Pointing records:
☆ ☆ ☆

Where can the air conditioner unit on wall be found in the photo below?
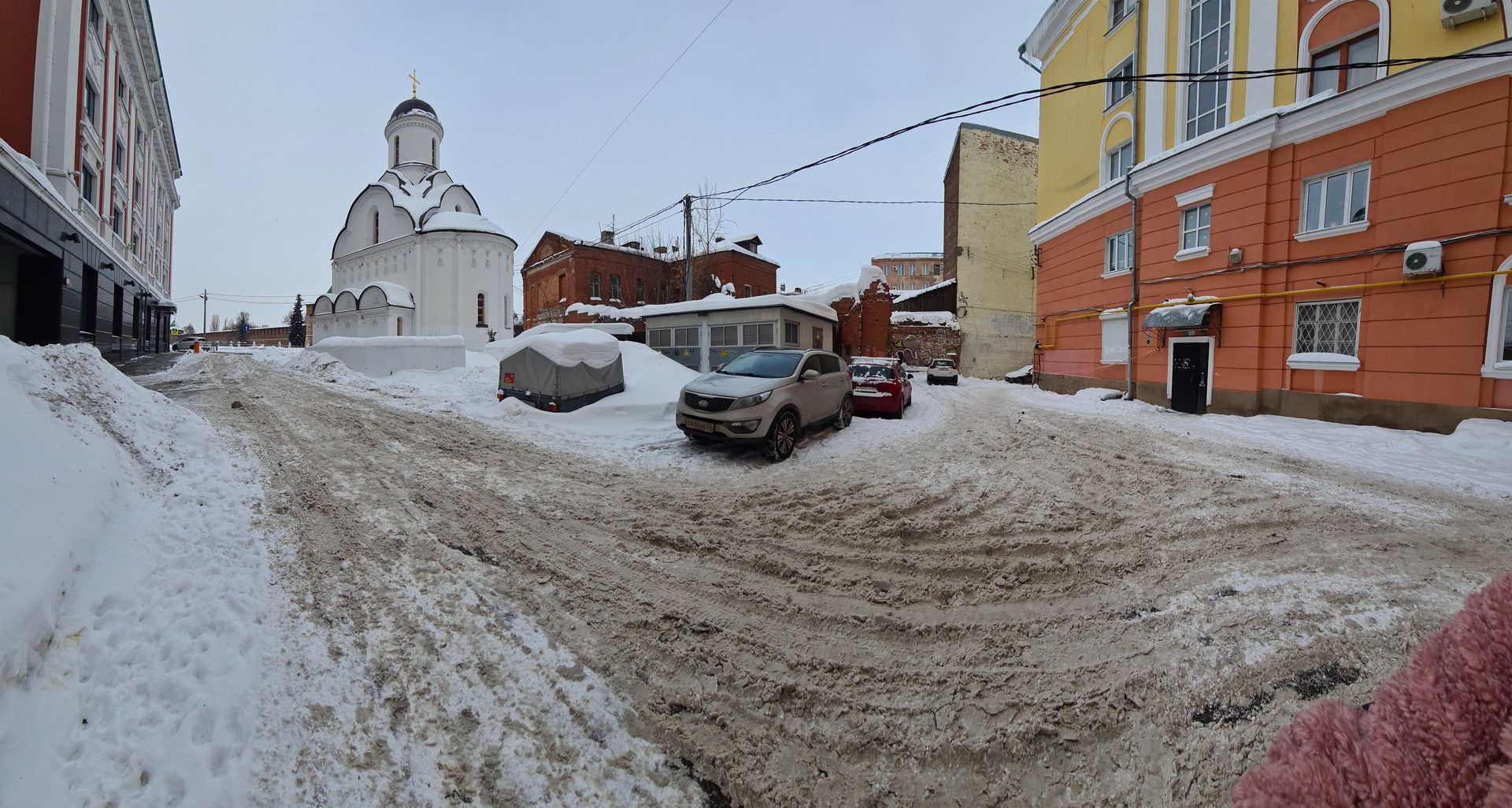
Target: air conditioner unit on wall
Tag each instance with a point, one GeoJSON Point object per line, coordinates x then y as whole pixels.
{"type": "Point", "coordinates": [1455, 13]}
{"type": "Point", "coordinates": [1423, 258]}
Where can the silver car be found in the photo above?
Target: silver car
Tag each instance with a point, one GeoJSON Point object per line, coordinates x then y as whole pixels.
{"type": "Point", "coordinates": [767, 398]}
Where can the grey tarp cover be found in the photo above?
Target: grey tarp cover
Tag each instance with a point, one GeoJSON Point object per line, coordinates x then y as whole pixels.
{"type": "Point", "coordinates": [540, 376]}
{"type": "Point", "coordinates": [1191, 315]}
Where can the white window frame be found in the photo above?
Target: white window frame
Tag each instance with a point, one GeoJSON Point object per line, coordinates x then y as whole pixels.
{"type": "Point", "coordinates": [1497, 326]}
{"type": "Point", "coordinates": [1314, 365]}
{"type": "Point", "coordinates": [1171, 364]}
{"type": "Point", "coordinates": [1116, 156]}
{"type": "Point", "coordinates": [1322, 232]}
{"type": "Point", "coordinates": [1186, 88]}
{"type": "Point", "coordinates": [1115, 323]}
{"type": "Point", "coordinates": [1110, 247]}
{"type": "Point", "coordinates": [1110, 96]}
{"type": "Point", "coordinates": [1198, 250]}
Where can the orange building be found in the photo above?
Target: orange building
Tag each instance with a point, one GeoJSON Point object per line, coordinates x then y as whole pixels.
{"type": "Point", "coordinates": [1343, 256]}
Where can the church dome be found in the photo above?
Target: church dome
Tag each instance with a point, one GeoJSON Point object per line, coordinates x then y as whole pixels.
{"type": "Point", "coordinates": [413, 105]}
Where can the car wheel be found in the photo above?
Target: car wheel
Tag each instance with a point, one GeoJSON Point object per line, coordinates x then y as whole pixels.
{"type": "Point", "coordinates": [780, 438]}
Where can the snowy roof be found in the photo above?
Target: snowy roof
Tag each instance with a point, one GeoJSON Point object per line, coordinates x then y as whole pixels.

☆ ☆ ☆

● **WRITTEN EXERCISE**
Return, verbatim, the portion of the listing that begins with the line containing "Where can the car" and continues through the end of the listing.

● **RESPONSE TO THE TASK**
Where can the car wheel be found in the photo above?
Target: car wheel
Tag each instance with a point, one GeoJSON Point object per line, coordinates x then y as whole pixels.
{"type": "Point", "coordinates": [780, 438]}
Where can the snowy roof be found in the photo above?
Target: snowy roof
Tag each instance with a point, one GeoJSON Point object per line, coordinates x then y as whole pixels.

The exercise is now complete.